## TASK TO CARRY OUT:
Copy each entry below exactly. No images.

## TASK MATERIAL:
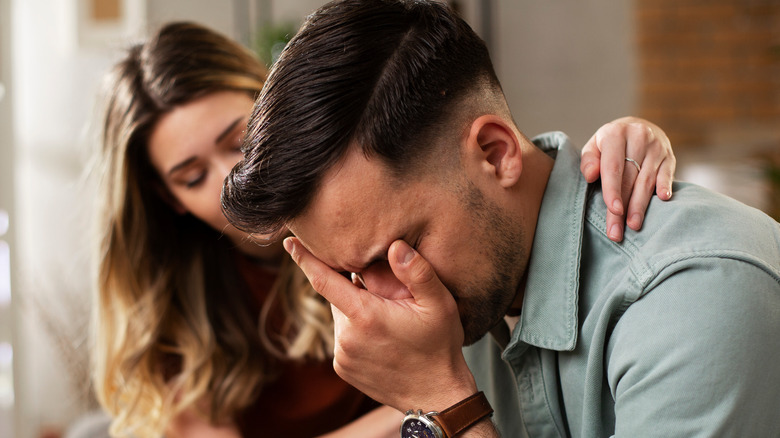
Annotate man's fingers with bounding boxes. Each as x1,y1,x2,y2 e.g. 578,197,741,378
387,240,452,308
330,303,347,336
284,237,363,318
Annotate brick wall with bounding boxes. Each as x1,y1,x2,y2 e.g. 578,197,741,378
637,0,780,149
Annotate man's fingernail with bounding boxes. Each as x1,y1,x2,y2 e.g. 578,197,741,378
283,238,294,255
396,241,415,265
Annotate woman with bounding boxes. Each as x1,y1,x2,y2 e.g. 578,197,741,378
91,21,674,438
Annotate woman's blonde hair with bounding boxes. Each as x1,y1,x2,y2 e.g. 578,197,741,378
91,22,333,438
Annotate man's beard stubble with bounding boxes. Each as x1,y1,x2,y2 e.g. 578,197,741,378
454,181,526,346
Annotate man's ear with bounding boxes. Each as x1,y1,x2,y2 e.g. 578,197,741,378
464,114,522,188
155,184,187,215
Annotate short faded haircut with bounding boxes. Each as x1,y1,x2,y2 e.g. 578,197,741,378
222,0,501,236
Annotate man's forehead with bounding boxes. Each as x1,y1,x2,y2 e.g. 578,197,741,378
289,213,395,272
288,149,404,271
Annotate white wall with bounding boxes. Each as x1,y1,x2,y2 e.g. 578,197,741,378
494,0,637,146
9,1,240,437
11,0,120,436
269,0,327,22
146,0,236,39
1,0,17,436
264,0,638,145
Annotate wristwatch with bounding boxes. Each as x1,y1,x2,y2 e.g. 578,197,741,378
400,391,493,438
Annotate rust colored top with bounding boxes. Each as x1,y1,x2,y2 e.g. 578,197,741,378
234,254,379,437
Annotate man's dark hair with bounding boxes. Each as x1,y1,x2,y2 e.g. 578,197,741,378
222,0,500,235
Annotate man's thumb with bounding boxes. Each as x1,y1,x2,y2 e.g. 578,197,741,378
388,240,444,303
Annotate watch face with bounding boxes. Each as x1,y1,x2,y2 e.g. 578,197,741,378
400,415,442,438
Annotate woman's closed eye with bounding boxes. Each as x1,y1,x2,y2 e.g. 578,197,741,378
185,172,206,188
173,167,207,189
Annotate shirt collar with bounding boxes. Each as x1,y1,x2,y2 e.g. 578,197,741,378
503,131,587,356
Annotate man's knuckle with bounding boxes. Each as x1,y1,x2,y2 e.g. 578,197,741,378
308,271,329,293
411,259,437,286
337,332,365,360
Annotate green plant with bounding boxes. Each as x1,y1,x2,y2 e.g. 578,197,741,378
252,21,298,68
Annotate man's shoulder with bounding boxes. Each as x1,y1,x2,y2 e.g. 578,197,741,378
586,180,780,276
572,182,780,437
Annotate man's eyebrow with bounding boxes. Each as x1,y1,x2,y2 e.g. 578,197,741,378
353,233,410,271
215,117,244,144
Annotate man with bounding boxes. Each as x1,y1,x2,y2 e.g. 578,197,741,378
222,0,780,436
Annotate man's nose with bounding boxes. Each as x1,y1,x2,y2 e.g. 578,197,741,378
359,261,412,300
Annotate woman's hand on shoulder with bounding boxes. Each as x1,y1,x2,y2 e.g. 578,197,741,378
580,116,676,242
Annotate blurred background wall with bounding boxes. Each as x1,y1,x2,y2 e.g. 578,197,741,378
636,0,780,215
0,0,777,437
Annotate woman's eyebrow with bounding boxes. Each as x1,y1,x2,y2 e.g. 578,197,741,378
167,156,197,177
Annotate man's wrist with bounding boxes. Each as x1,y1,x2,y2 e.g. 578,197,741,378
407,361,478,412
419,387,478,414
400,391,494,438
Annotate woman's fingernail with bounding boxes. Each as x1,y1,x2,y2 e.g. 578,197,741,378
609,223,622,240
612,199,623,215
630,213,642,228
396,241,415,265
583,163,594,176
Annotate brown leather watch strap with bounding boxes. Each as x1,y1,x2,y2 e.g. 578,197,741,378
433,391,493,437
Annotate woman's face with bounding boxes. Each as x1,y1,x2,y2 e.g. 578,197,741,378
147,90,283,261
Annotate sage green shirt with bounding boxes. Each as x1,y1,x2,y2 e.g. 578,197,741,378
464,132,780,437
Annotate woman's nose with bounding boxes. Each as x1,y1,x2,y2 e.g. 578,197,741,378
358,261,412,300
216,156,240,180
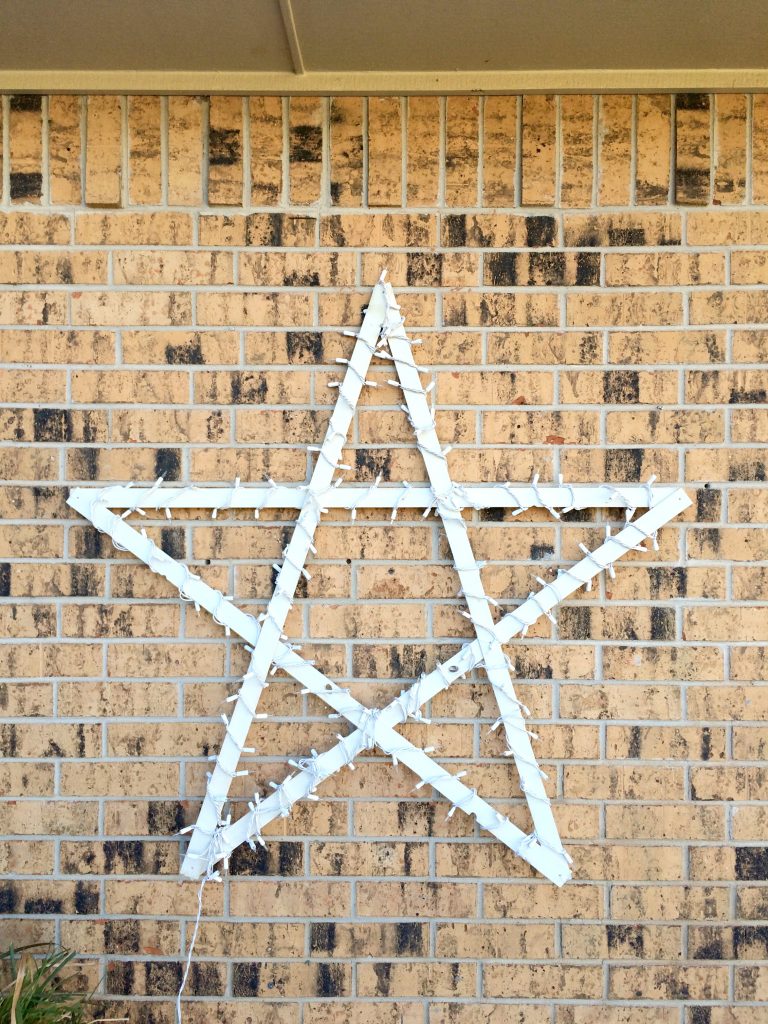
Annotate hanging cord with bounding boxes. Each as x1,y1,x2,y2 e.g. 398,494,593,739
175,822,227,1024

## TASK OUTPUT:
Annotate man's fingers with bounding boxes. Each as x1,y1,x2,y2 e.g. 578,197,741,378
387,240,452,308
330,303,347,336
284,237,363,318
Annotate brick wall with bounding boxes. Each as x1,y1,x2,y2 e.g. 578,197,741,378
637,0,780,149
Annotate man's fingernail with bounding boxes. Each as x1,y1,x2,y2 e.g. 578,197,741,378
283,238,294,255
396,241,415,265
Annotate woman with bounding boxes. Each as x1,y1,x2,y2 e.g. 578,197,741,378
91,21,674,438
Annotate woman's blonde hair with bounding boxes. Each as x1,y1,x2,y2 e.g. 578,197,741,378
91,22,333,438
Annotate man's beard stubble with bounding boxes. Each as x1,y1,x2,y2 e.g. 578,197,741,378
454,181,526,346
Annotate man's ear with bounding boxes. Each as x1,y1,x2,y2 e.g. 578,197,741,378
464,114,522,188
155,184,187,215
Annotate short faded haircut with bounding boxes. Each as x1,y1,x2,y2 e.g. 578,197,741,378
222,0,501,236
Annotate man's forehead with bounding boxes. Each as x1,y1,x2,y2 e.g. 578,197,741,378
289,213,395,272
288,149,404,271
Annotate white wall with bounding boxes. Each as x1,y1,x2,y2 e.g. 578,197,741,378
494,0,637,146
9,1,240,437
11,0,120,436
269,0,327,22
146,0,236,39
1,0,17,436
264,0,638,145
Annotate wristwatch with bounding boxes. Each as x1,y1,x2,y2 e.g. 578,197,741,378
400,391,493,438
Annotate rust colored top with bounding boxes. Each as x1,y1,x2,y2 e.g. 578,197,741,378
234,254,379,437
Annotate man's dark hair with bounding boxes. Each as x1,y1,x2,y2 e.g. 578,197,741,378
222,0,500,235
Annotate man's thumb with bounding boxes. Each as x1,y1,x2,y2 e.g. 578,197,741,378
388,240,444,303
Annotate watch face with bounding boxes. Each as x1,y1,x2,y2 e.g. 578,197,741,378
400,415,442,438
Annotate woman's closed eye with bounding boxes. Each as x1,y1,x2,y2 e.g. 578,197,741,378
185,172,206,188
173,167,207,189
Annotate shirt collar with bounding boxes. Each as x1,y1,x2,y2 e.g. 578,197,741,378
503,131,587,356
Annotate man's knuckle with bounding boxes. Each as x1,y1,x2,y2 e.g. 578,197,741,378
308,271,329,293
411,259,437,286
337,332,365,360
Annotate green plant with bounding boxes. Each as x1,y1,x2,y2 e.g. 578,197,741,378
252,21,298,68
Annotate man's shoulder with bounding boxes. Each as x1,y1,x2,y2 e.g. 578,197,741,378
586,180,780,276
572,182,780,437
Annotate man's eyebrow with bounding boxes. Each as x1,y1,x2,y2 e.g. 578,197,741,378
353,233,410,271
215,117,244,144
Annotate man with bounding boxes. Each as x1,y1,x2,y2 e.g. 578,197,741,378
222,0,780,436
Annotate man's nose with bounding boxes. Each as x1,y1,x2,y2 e.g. 578,197,741,378
359,261,412,300
Annotate woman's hand on shoulder with bounding boxes. Each as x1,y1,x2,y2 e.g. 578,197,741,378
580,116,676,242
Annotate blurred background wall with bounding boxes. Each as x1,y1,x2,y2 e.g. 578,197,741,378
636,0,780,215
0,0,777,437
Annotate woman's eyebrow with bounding boxes. Each as x1,y1,x2,y2 e.g. 578,197,741,378
167,156,197,177
Annotate man's wrist with bounding boxes. Each as x1,y1,x2,y2 e.g. 578,197,741,378
407,361,478,412
419,387,478,414
400,391,494,438
Annotate woman's fingernail with bounding boxes. Each as x1,y1,x2,y2 e.g. 578,197,741,378
609,223,622,240
612,199,623,215
630,213,642,228
396,241,415,265
583,163,594,176
Annotate brown leather watch strap with bounding boxes. Each as x1,y1,x2,y2 e.g. 578,197,741,378
433,391,493,437
Annotate woman's face with bounding boxes. Each as x1,y1,x2,y2 e.g. 578,197,741,378
147,90,283,261
Annotate sage green shirt with bounding boxes. Each as x1,y1,x2,y2 e.g. 578,197,741,378
464,132,780,437
Annotate woman's nose with bounding boxes. Each as x1,y1,x2,y2 e.g. 578,197,741,378
358,261,412,300
216,156,240,180
Annotate hanging cord with bounding boxes. Each as x1,y1,x2,y2 e.g. 398,494,593,739
175,822,227,1024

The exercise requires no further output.